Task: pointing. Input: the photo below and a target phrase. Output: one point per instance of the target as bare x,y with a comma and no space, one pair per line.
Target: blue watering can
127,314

****

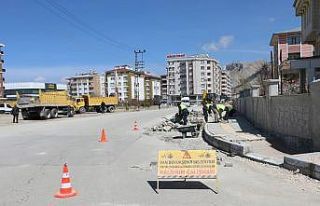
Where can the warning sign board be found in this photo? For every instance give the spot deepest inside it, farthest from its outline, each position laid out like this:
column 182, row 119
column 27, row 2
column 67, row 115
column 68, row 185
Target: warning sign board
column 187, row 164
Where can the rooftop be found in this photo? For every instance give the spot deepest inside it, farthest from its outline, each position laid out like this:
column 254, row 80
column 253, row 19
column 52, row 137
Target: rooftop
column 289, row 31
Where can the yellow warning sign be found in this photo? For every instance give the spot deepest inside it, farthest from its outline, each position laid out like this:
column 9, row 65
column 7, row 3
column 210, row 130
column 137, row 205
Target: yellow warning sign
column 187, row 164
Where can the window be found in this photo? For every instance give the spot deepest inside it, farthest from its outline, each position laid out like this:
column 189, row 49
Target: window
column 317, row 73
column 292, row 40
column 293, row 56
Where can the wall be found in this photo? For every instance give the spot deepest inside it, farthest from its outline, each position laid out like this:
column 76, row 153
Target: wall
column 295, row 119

****

• _WHAT YOU SHOULD DO_
Return, unchanged, the run of lines above that opens with the line containing "column 9, row 65" and closes with the line containing "Where can the wall". Include both.

• _SOLUTION TO THE EXERCISE_
column 9, row 65
column 7, row 3
column 210, row 130
column 137, row 205
Target: yellow warning sign
column 187, row 164
Where can the window be found in this photo? For every instance give the spot deepest inside it, farthest from its outline, each position laid out like this:
column 189, row 49
Target: window
column 317, row 73
column 292, row 40
column 293, row 56
Where can the wall be found in this photo? For every instance give the spot deepest inside it, farthest from its outline, each position laid out like this:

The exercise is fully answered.